Stored data entries
-- Opening Marker --
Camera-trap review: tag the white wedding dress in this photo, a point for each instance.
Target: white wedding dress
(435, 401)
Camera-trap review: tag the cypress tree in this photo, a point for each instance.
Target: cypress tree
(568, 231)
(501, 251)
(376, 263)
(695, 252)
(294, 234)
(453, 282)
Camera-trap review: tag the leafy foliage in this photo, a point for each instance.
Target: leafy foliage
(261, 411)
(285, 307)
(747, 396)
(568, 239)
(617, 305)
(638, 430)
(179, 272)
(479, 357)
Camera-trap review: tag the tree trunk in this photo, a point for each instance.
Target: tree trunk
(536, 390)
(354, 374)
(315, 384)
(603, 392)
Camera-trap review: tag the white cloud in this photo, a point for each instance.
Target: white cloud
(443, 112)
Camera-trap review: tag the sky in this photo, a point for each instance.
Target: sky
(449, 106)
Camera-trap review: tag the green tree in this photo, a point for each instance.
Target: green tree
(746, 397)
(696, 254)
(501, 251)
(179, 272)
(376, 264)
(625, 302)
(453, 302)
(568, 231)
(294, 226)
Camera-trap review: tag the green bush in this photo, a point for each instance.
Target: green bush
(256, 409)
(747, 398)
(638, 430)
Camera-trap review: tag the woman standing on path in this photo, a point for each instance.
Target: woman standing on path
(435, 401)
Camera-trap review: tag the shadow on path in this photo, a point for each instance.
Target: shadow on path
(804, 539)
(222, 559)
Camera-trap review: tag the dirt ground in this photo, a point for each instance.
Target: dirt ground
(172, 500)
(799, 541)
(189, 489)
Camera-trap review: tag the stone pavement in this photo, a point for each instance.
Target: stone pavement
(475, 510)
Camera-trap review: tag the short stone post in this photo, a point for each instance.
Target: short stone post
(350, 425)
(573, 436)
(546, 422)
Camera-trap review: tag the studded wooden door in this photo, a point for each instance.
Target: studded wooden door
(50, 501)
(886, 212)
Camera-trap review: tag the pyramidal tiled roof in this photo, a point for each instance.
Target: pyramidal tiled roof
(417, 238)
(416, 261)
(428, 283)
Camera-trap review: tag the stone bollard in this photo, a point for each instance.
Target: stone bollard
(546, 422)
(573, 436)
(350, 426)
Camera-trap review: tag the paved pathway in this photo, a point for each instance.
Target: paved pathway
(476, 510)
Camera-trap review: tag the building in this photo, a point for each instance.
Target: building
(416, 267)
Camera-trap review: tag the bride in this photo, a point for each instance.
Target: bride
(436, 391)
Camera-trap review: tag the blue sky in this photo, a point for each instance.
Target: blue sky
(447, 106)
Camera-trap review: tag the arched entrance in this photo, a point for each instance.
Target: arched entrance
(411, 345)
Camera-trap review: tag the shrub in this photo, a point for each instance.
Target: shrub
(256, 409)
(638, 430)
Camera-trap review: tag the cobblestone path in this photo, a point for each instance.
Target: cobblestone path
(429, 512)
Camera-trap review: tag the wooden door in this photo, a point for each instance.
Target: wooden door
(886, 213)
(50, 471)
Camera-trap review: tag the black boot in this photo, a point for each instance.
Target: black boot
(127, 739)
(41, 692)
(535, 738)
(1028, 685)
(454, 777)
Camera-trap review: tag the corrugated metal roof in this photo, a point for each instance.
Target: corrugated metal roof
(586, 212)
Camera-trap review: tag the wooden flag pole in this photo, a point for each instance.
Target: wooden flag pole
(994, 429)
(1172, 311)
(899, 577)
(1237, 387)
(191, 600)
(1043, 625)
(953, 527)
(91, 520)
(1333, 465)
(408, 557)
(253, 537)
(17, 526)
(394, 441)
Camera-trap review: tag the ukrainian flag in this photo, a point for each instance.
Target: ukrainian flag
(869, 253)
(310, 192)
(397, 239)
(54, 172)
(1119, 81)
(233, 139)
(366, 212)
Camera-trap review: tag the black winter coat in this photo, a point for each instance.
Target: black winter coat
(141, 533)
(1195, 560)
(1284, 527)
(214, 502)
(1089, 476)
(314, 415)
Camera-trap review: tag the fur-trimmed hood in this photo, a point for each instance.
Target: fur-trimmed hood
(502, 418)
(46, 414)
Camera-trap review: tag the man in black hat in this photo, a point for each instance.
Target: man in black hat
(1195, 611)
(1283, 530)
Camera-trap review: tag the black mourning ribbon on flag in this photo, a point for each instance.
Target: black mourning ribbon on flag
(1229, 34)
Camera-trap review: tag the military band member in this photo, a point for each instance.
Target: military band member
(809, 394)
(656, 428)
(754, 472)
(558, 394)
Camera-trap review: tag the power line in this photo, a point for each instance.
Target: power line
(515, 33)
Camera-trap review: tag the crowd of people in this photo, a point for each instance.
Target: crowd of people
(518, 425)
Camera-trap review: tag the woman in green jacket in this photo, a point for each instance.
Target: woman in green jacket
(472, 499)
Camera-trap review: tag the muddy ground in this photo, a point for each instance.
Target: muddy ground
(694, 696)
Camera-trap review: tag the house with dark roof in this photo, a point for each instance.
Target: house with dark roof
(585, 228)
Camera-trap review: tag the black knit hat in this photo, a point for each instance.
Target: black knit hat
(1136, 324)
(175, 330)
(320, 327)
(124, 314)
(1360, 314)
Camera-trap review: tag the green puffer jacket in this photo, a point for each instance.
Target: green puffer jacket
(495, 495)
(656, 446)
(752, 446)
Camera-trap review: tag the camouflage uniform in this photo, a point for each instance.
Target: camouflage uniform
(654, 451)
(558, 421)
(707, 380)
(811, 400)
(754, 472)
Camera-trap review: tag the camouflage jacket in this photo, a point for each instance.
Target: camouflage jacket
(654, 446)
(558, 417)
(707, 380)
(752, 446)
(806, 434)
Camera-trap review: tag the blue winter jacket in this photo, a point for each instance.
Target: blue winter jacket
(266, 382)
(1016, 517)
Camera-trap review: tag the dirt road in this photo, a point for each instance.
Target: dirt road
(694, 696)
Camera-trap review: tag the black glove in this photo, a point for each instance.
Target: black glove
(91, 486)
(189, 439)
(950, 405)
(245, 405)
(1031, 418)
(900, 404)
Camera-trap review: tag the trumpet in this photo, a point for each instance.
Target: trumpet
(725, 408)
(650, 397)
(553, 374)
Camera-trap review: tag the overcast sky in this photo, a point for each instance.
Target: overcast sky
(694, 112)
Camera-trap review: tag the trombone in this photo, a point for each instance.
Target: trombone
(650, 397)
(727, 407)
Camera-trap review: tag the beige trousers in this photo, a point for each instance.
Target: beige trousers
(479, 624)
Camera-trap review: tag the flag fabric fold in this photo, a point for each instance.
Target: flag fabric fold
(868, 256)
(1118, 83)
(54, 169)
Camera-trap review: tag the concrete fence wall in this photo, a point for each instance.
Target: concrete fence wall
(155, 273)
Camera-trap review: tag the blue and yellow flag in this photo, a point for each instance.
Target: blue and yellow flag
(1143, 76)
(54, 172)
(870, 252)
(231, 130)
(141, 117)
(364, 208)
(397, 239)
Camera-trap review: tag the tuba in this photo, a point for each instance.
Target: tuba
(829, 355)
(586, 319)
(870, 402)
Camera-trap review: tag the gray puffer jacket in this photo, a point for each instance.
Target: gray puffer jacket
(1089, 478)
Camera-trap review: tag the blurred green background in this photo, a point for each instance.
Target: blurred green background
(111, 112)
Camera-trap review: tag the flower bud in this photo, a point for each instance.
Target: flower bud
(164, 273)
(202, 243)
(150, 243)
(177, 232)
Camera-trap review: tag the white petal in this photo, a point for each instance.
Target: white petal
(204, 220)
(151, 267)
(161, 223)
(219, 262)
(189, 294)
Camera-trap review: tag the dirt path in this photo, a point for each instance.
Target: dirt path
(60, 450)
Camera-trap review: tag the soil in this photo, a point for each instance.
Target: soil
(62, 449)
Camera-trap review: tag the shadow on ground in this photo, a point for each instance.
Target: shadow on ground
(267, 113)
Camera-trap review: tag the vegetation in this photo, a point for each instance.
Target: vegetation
-- Closing Marker --
| Task to carry out |
Looking at the records above, return exactly the lines from the line with "Target: building" to the line with "Camera-trap review: tag the black winter", both ends included.

| Reply to the task |
Target: building
(416, 267)
Camera-trap review: tag the bride in this photo, a point for each instance.
Target: bride
(436, 391)
Camera-trap review: tag the blue sky in this photo, a point for each instance.
Target: blue sky
(447, 106)
Camera-trap review: tag the arched entrance in this photo, a point for each instance.
Target: arched entrance
(411, 345)
Camera-trap review: tag the shrub in this photo, a point for each instance.
Target: shrub
(256, 409)
(638, 430)
Camera-trap review: tag the cobblestone path in this photo, a point for each instance.
Target: cobblestone path
(429, 512)
Camera-trap review: tag the wooden door in this photo, a point for each instance.
Target: wooden door
(886, 213)
(50, 471)
Camera-trap review: tag the black boot in this photo, a point for each instance.
Target: black boot
(127, 739)
(41, 692)
(535, 738)
(1028, 685)
(454, 777)
Camera-trap review: tag the corrugated metal roof in this photo, a point for each instance.
Target: corrugated metal roof
(586, 212)
Camera-trap review: tag the wooden flag pole in this photo, a point for each instance.
Target: wooden flag pole
(994, 429)
(1172, 311)
(899, 577)
(1237, 387)
(191, 600)
(1043, 625)
(953, 527)
(91, 520)
(1333, 465)
(408, 557)
(253, 537)
(17, 526)
(394, 441)
Camera-trap review: tag the ukrainian flag in this photo, a point for each instance.
Target: ukrainian flag
(869, 253)
(310, 192)
(397, 239)
(54, 172)
(1119, 81)
(233, 139)
(366, 212)
Camera-trap review: tag the black winter coat in this photo, a point for each instance.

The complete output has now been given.